* WHAT IS NEEDED *
Scan the entries that follow and give only the number of lines containing "below".

------ EXTRACTED ENTRIES ------

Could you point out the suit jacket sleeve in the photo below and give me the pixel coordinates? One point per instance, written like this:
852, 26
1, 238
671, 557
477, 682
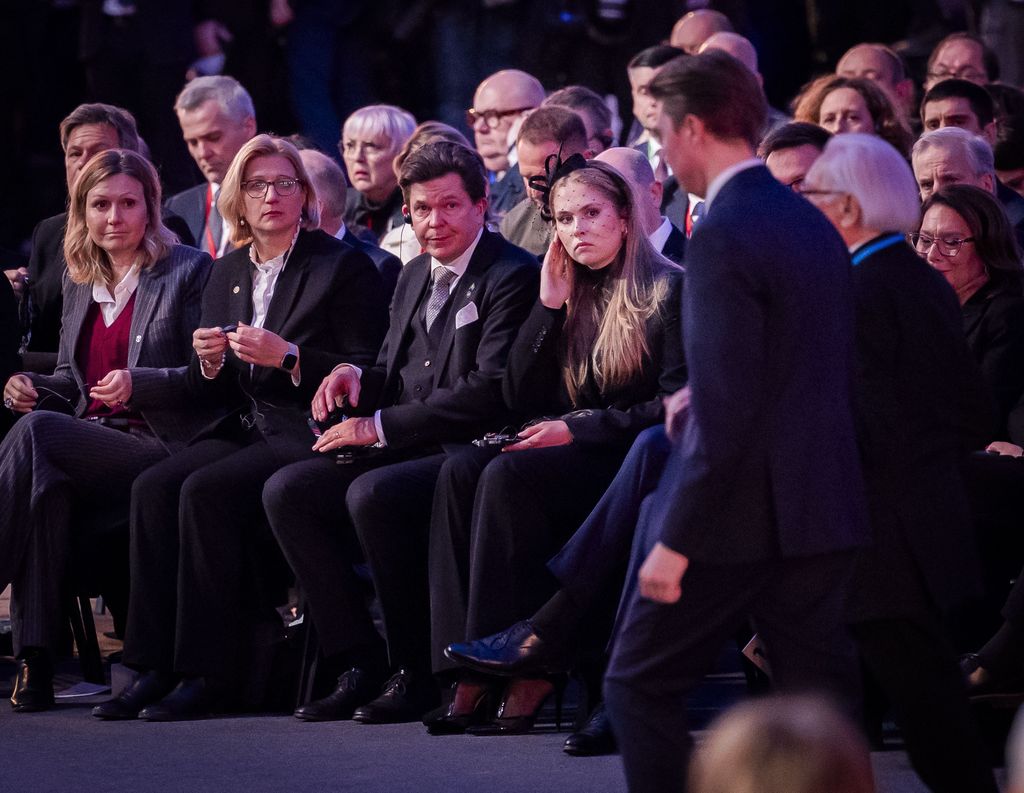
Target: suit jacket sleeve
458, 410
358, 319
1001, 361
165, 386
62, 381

------
------ EXTRACTED ENTRIES ------

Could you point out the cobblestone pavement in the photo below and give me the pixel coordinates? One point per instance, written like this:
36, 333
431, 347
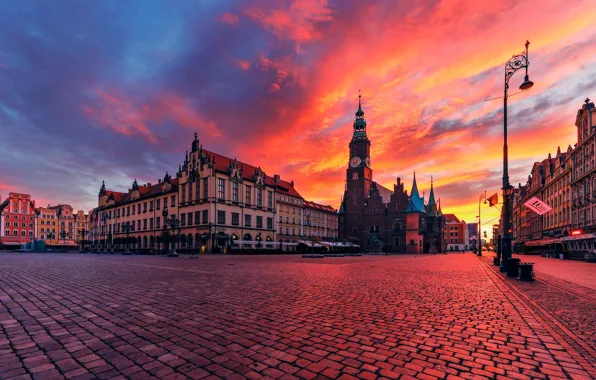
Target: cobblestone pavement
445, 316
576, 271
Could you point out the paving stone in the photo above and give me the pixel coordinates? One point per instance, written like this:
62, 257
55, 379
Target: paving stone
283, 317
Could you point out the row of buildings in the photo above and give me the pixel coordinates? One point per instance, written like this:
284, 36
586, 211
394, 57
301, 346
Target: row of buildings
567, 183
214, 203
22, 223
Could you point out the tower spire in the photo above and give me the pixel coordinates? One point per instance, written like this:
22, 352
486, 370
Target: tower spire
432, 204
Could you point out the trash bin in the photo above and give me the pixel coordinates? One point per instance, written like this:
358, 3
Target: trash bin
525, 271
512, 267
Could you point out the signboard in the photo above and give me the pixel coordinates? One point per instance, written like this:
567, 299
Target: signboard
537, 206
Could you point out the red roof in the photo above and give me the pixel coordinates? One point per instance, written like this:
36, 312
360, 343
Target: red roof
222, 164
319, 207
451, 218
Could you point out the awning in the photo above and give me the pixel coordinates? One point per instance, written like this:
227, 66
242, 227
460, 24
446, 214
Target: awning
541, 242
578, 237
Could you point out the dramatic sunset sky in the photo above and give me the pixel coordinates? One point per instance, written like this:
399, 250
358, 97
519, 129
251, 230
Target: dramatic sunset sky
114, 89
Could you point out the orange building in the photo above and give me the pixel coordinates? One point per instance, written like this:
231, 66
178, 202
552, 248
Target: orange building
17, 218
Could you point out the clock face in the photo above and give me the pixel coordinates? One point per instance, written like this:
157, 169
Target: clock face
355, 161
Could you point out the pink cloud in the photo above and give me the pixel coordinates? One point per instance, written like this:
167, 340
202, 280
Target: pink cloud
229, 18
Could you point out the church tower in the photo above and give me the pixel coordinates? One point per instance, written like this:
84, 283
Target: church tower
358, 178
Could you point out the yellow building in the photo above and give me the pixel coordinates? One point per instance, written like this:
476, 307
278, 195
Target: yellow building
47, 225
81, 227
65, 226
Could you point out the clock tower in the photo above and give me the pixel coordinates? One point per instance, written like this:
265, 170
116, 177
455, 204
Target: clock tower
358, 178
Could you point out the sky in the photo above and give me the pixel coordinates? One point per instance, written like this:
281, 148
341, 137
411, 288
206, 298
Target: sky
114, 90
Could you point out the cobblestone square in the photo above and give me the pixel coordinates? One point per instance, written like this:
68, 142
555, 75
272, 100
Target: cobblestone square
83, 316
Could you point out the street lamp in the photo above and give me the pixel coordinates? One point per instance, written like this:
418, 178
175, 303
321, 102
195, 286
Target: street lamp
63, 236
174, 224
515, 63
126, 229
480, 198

------

* COMPLETED TASK *
2